When we plan to climb a mountain, we aim for the top and focus on everything that's required to get there. It takes real experience to also plan for the trip back down.

A few reasons: 1. Developers do not consider unknown unknowns 2. Developers are generally asked to estimate aggressively. I have literally been asked "can we get more aggressive with these estimates" that were already aggressive of course. 3. Most projects require coordinated efforts across teams and almost no one knows how to estimate the other team's jobs and schedules.
All of the above. The answer is a pie-chart with its most prominent slices: lack of experience, incomplete specs, unforeseen complications.
it's really quite simple - it's like when you ask a fisherman - how long does it take to catch two fish - he'll give you an answer as to not appear incompetent - but he has no clue...
Our biases.

We are not evolved to deal with time. As a thematic extension, every time we remember something, we overwrite the memory. The past is not in our control.

The future is not in our control either. We are poor at acknowledging delayed gratification. Few animals had to invest and sacrifice their current rewards for a payoff months or years later.

On a similar note, when humans imagine an average-case scenario for a task, we imagine best-case scenarios.

In an age where investments of time and money play a large role, those humans who can better grasp time (with external systems of aid) will survive.

Becoming a time lord is more important than ever.

··········

> _Required task a_
Can you quote, word for word, the stretch of the records from the line containing "point per instance: blue" through the end of the records, including both ends?
These records are unrelated to the estimation discussion.

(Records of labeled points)
··········

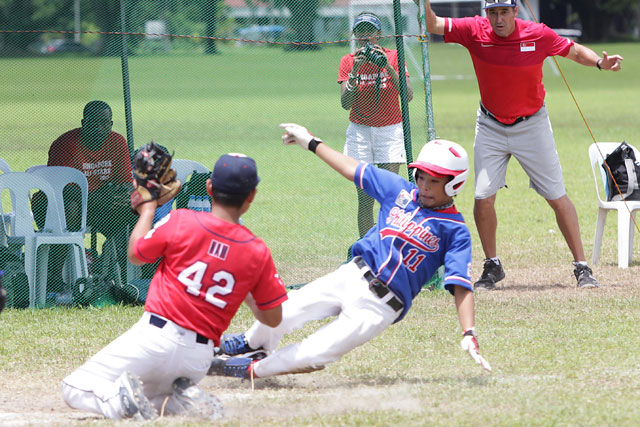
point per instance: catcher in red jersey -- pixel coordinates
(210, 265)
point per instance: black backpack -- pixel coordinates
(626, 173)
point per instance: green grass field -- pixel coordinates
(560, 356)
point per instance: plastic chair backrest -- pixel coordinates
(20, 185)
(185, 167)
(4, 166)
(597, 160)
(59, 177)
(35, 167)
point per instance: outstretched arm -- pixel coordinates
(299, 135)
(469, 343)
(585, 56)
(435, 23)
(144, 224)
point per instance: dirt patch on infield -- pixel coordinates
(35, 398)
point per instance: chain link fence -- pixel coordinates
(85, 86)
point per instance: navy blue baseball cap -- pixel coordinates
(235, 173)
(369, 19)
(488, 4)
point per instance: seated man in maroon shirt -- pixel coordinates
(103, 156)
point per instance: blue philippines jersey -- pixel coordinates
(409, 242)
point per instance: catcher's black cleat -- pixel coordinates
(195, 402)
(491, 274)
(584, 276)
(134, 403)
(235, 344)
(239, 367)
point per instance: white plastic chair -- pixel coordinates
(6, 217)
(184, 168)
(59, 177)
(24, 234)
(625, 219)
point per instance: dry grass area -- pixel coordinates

··········

> _Required task b_
Can you print the stretch of the estimation discussion from "All of the above." through "imagine best-case scenarios.", word for word?

> _Written solution a_
point per instance: blue philippines jersey -- pixel coordinates
(409, 242)
point per instance: catcher's black cleat -- pixel coordinates
(195, 402)
(491, 274)
(584, 276)
(134, 403)
(235, 344)
(239, 367)
point per instance: white plastic chair -- pixel coordinates
(6, 217)
(184, 168)
(59, 177)
(24, 234)
(625, 219)
point per instance: dry grass area -- pixel coordinates

> _Written solution b_
All of the above. The answer is a pie-chart with its most prominent slices: lack of experience, incomplete specs, unforeseen complications.
it's really quite simple - it's like when you ask a fisherman - how long does it take to catch two fish - he'll give you an answer as to not appear incompetent - but he has no clue...
Our biases.

We are not evolved to deal with time. As a thematic extension, every time we remember something, we overwrite the memory. The past is not in our control.

The future is not in our control either. We are poor at acknowledging delayed gratification. Few animals had to invest and sacrifice their current rewards for a payoff months or years later.

On a similar note, when humans imagine an average-case scenario for a task, we imagine best-case scenarios.